### GIVEN PROBLEM
Rewrite the items below as a Markdown table with the columns "Row" and "Line," starting at the line that contains "Question. Put a marker on each instance of the green cucumber" and continuing through the last line of the items. Leave out any blank lines.

(Position identification records)
▬▬▬

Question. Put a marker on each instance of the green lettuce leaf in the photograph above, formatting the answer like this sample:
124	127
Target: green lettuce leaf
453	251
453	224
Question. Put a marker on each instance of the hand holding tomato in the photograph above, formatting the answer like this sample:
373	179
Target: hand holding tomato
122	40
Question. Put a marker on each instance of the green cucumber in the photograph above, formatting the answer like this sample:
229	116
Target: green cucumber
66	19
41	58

▬▬▬

### RESPONSE
| Row | Line |
|---|---|
| 1 | Question. Put a marker on each instance of the green cucumber in the photograph above, formatting the answer like this sample: |
| 2 | 229	116 |
| 3 | Target: green cucumber |
| 4 | 66	19 |
| 5 | 41	58 |